Given exercise: Write out every line of the material below word for word, and leave out the pictures.

(Rows from a pointing dataset)
━━━━━━━━
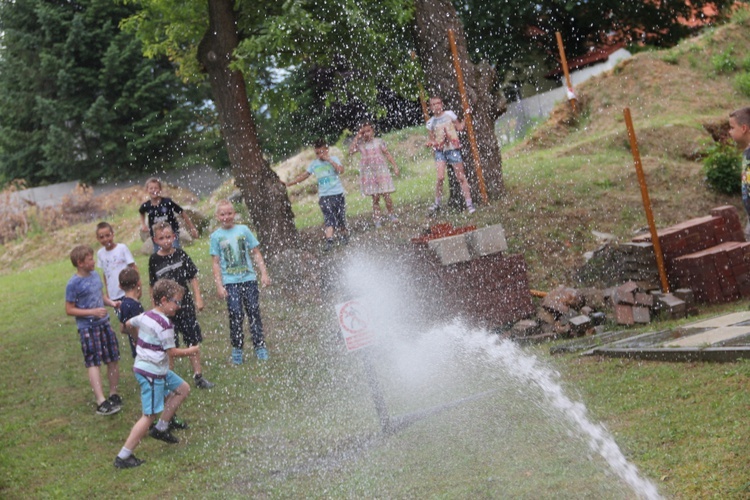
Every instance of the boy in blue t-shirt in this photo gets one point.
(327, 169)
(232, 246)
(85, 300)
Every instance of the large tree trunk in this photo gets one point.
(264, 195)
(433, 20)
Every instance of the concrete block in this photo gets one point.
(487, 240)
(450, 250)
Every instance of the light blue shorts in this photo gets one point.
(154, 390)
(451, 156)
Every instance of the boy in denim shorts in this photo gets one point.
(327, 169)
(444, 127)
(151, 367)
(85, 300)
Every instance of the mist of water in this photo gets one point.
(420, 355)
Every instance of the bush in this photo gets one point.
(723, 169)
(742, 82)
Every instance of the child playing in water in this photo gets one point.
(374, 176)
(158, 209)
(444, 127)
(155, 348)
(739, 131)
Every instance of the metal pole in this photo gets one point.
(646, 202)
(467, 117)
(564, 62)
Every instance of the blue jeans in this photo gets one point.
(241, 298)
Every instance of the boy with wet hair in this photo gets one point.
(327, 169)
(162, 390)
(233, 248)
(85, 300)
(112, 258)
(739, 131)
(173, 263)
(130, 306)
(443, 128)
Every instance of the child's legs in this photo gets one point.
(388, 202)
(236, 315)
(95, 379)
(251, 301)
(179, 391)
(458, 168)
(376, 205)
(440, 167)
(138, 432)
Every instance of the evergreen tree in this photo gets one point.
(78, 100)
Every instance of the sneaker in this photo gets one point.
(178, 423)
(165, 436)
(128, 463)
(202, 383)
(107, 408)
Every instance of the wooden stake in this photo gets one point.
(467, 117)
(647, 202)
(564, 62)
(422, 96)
━━━━━━━━
Task output:
Every instance of the boy in blue t-shirt in this photo gets one point.
(327, 169)
(232, 246)
(85, 300)
Every instance of the large tree trunk in this photo gets one point.
(264, 195)
(433, 20)
Every instance of the concrete block in this photo gets one point.
(487, 240)
(450, 250)
Every instance of the light blue shorts in this photo gets one point.
(154, 390)
(451, 156)
Every instance of the boy in denim shorts in this photo gets one point.
(327, 169)
(444, 127)
(151, 367)
(85, 300)
Every instance of the mist of water in this photo gets one point.
(420, 355)
Every instance of the bush in this photo gets one point.
(723, 169)
(742, 82)
Every instance of the child playing in water in this photo gets one point.
(374, 176)
(158, 209)
(444, 127)
(155, 348)
(739, 131)
Every instance of the metal pole in this photo gets one point.
(646, 202)
(467, 117)
(564, 62)
Every instance of the blue jeans in this photo gets one point.
(241, 298)
Every instance of the boy with wet hair in this photo gets one point.
(327, 169)
(162, 390)
(233, 248)
(85, 300)
(112, 258)
(739, 131)
(173, 263)
(130, 306)
(443, 128)
Every instance of the child's legs in this photo gets one point.
(388, 202)
(236, 315)
(95, 379)
(251, 301)
(179, 391)
(458, 168)
(376, 205)
(440, 167)
(138, 432)
Every instance of the evergreen tree in this photo gets one point.
(78, 100)
Every instance of the sneaker in this photo gets one point.
(178, 423)
(165, 436)
(128, 463)
(202, 383)
(107, 408)
Every instance of the wooden stake in this photo gets one point.
(467, 117)
(647, 202)
(564, 62)
(422, 96)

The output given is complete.